Given records:
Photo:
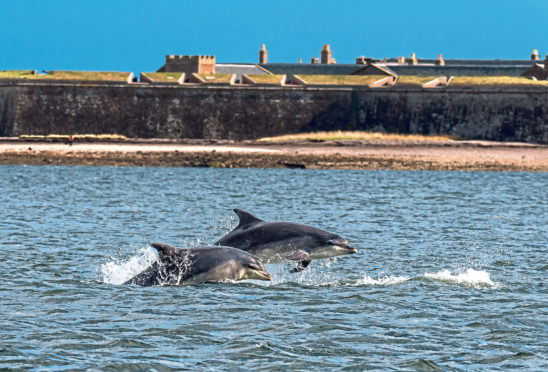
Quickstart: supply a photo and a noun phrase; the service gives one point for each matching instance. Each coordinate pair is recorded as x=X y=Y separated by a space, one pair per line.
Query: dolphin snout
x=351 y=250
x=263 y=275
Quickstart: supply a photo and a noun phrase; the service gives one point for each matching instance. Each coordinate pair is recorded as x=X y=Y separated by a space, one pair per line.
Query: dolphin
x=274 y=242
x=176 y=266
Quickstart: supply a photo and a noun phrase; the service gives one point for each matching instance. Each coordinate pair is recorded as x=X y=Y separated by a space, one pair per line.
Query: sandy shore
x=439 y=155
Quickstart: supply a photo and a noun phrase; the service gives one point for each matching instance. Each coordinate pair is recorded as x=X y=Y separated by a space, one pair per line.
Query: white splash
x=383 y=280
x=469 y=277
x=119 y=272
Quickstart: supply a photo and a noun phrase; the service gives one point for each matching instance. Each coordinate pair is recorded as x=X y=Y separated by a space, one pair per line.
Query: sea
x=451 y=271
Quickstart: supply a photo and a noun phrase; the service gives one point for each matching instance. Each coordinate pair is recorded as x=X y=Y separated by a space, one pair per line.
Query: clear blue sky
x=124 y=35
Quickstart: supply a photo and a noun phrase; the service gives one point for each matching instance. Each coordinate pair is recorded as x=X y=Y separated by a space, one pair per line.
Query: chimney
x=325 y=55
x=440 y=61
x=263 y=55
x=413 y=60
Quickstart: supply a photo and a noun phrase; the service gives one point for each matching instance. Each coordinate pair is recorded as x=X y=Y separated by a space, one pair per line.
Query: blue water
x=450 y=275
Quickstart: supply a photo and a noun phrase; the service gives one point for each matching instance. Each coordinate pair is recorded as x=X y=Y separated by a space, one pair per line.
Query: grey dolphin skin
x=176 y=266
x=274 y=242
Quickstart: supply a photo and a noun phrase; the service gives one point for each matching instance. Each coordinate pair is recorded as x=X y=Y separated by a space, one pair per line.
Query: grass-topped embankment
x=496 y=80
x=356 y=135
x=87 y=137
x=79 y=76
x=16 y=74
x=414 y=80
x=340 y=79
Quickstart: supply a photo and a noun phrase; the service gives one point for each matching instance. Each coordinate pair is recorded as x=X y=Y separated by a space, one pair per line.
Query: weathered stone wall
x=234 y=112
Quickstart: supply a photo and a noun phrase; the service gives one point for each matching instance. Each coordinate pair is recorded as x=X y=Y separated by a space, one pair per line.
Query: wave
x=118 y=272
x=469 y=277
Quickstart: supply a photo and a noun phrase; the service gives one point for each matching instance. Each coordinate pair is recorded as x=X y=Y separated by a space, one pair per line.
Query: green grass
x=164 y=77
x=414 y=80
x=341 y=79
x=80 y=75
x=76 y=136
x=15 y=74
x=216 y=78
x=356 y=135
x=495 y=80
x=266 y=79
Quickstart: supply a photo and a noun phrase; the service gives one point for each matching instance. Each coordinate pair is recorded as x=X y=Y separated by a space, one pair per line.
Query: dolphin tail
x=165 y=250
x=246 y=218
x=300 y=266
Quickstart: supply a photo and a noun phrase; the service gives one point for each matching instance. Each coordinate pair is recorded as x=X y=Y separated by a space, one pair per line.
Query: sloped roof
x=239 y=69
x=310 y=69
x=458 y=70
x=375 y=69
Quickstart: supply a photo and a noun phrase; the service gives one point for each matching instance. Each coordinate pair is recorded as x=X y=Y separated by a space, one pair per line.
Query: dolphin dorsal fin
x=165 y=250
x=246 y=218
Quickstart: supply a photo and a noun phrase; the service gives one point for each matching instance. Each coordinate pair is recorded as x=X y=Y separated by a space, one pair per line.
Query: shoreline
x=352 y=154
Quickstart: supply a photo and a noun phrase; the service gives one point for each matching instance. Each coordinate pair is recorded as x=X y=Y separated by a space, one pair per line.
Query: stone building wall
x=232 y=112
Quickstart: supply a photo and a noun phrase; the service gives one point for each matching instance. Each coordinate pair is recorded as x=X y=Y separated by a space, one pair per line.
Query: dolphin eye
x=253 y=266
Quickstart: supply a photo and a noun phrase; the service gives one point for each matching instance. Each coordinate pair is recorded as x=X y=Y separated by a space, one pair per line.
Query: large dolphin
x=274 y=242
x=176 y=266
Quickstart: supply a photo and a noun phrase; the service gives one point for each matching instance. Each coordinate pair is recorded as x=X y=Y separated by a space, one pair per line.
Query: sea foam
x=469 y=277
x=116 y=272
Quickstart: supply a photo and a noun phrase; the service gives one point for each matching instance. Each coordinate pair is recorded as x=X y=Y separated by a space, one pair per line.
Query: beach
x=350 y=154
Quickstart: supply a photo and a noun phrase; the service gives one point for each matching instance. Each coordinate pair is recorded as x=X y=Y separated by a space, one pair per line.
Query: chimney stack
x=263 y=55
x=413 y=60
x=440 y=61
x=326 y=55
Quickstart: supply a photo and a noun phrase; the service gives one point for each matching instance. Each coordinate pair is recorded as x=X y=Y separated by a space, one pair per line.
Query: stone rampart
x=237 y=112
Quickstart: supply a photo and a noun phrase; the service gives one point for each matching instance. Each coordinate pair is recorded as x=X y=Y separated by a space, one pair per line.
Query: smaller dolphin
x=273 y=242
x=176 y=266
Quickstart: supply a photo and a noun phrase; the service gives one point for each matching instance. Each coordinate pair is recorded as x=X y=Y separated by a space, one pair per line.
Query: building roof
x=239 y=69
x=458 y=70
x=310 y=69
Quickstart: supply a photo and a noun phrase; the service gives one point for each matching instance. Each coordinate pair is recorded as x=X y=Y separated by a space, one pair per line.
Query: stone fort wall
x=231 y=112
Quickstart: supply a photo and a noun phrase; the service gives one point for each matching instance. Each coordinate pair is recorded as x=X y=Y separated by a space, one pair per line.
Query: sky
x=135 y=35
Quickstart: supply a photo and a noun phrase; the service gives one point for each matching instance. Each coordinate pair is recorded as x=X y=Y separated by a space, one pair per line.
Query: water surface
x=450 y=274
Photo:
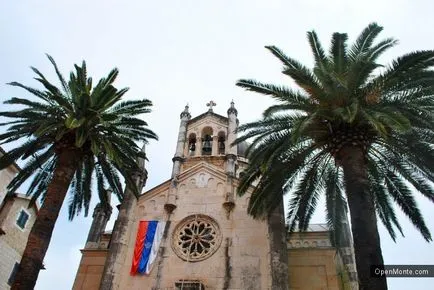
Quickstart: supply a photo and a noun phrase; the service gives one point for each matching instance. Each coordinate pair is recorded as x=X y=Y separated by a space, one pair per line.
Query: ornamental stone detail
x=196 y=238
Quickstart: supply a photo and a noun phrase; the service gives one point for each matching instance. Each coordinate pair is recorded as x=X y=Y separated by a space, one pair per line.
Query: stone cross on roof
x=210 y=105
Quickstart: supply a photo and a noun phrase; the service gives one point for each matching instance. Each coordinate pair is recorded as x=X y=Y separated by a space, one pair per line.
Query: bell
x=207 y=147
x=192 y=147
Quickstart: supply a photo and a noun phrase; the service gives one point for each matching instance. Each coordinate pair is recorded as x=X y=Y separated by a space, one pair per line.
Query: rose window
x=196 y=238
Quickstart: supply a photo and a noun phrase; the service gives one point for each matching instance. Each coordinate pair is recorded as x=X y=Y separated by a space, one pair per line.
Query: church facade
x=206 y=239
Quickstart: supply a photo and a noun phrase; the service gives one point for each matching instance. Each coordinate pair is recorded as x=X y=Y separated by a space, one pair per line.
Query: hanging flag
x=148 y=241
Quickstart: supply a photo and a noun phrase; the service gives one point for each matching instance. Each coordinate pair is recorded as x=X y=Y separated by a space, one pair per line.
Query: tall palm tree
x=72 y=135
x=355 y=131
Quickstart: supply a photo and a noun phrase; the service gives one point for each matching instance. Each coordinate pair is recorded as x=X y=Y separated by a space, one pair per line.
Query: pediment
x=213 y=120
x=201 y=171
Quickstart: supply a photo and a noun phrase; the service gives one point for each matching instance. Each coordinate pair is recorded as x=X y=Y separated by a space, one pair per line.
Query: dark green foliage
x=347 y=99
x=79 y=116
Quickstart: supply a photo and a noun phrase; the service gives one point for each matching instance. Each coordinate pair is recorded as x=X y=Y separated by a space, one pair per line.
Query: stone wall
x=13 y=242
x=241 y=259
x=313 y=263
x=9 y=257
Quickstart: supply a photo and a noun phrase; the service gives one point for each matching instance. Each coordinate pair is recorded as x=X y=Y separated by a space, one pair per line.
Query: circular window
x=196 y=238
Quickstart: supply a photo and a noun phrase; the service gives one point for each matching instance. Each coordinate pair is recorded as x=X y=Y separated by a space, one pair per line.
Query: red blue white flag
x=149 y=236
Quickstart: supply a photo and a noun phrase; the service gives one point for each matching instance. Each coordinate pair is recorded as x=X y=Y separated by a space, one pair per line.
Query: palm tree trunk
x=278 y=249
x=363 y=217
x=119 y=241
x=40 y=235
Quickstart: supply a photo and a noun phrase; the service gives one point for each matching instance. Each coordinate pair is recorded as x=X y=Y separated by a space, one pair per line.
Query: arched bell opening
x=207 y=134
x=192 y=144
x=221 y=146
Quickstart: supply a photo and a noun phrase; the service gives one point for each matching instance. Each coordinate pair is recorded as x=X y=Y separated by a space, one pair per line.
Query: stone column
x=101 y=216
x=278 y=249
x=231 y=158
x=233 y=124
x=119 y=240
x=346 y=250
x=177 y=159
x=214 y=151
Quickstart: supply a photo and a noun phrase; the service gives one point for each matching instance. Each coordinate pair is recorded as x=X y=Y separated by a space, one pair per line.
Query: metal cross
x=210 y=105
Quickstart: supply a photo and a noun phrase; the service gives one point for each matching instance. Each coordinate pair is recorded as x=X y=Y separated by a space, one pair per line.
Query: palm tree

==

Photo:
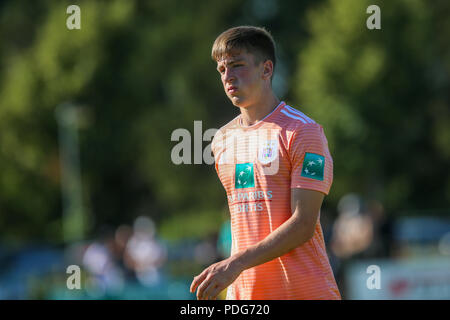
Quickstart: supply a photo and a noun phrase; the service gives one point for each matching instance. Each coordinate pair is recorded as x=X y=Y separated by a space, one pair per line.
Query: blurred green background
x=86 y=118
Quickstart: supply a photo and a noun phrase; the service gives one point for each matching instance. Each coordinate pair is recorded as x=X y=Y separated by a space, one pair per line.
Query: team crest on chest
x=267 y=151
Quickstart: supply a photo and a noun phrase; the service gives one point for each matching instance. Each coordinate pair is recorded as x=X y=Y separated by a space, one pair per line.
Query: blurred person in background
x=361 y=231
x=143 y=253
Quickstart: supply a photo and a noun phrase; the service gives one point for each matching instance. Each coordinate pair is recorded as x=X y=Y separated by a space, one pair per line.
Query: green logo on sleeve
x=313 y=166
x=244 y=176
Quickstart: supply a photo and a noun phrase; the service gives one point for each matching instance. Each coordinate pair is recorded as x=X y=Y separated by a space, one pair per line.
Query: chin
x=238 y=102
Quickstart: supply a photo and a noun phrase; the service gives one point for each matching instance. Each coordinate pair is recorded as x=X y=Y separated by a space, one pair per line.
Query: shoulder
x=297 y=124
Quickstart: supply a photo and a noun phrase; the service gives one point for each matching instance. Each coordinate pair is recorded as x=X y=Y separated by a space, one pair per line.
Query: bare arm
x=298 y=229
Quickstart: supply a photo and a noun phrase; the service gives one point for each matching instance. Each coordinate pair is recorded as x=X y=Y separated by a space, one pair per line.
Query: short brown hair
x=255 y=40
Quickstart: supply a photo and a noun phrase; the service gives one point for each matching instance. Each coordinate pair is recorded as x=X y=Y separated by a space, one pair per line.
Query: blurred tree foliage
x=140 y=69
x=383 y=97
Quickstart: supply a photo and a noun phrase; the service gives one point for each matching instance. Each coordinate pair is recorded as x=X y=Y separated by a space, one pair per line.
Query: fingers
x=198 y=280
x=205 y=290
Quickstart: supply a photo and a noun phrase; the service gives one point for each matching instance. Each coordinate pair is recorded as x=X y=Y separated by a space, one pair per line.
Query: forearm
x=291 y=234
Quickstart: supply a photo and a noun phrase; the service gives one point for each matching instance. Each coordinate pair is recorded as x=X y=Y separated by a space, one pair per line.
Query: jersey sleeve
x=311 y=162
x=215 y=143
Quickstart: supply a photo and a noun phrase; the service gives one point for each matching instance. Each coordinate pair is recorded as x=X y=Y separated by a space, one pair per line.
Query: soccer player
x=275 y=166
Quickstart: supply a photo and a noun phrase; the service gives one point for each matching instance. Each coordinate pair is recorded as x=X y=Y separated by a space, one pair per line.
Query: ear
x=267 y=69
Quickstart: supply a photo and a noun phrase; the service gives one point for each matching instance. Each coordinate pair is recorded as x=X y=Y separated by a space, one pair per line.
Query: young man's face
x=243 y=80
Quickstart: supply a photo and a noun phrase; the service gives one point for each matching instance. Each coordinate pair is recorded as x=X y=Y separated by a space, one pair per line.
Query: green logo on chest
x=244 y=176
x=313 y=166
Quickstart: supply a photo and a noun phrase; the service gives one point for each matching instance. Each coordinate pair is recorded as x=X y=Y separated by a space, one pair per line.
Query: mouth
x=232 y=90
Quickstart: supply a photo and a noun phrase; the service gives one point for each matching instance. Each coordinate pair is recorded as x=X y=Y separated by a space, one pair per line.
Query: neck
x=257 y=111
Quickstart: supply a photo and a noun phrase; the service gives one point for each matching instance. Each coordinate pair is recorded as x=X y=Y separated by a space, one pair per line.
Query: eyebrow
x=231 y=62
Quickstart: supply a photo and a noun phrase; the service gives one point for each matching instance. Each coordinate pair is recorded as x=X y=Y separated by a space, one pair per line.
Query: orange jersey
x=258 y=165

Exercise instructions: Count the lines above that contain the word "background", and reply with the number alone.

Exercise answer: 2